[Exercise task] Rewrite every line from the one with "building window visible in the photograph above." up to and including the one with "[35,227,209,264]". Multiply each bounding-box coordinate by 0.55 and round to whole numbers, with halves rounding up, keeping all other text the same and giving only those lines.

[Entries]

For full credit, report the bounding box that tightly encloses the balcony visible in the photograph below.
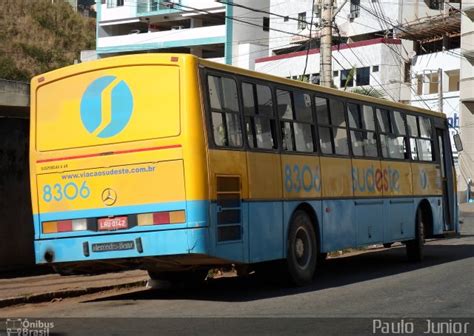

---

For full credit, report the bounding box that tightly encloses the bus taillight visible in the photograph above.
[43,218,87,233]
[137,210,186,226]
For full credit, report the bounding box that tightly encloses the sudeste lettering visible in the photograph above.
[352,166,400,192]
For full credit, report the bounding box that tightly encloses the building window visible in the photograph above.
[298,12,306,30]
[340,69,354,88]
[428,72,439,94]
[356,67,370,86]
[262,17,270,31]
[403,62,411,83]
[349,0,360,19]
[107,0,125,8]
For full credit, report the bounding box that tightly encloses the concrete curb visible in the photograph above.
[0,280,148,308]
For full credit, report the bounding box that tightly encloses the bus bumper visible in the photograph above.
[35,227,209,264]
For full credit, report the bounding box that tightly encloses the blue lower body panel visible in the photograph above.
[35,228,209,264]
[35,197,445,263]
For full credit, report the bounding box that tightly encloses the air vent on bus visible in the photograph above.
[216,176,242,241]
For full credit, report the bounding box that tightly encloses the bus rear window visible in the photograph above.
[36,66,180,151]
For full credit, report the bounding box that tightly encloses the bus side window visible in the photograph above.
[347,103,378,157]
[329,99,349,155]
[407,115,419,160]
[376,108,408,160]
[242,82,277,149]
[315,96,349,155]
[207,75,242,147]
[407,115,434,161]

[Full response]
For full credit, report the bounding box that tightly encloses the building window visible in the photograph above.
[164,7,168,17]
[187,38,195,48]
[235,40,241,52]
[196,37,204,47]
[144,9,149,17]
[222,34,226,46]
[192,0,198,10]
[59,0,69,4]
For full credit, report the bounding box that tightly encloses the concrete curb visible in the photograph above.
[0,154,81,169]
For full credit, report the bounding box that tightly encloses the bus bumper visible in the photograph above.
[19,125,115,145]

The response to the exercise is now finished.